# [Requirement]
Extract every line of the listing below without changes, leaving the pictures out of your answer.

Begin Listed records

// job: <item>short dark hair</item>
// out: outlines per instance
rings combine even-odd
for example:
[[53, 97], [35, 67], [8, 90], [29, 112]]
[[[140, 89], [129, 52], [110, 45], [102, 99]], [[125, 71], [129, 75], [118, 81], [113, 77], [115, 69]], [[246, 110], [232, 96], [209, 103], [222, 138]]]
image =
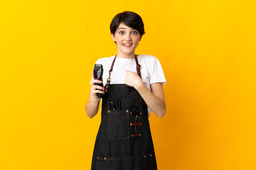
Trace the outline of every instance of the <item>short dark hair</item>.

End Listed records

# [Complete answer]
// job: <item>short dark hair</item>
// out: outlines per instance
rings combine even-odd
for example:
[[53, 97], [35, 67], [8, 90], [29, 112]]
[[[140, 89], [129, 52], [110, 45], [102, 99]], [[125, 71], [129, 75], [118, 81], [113, 77], [115, 69]], [[246, 110], [232, 96], [209, 103], [222, 138]]]
image =
Trace the outline of every instance of the <item>short dark hair</item>.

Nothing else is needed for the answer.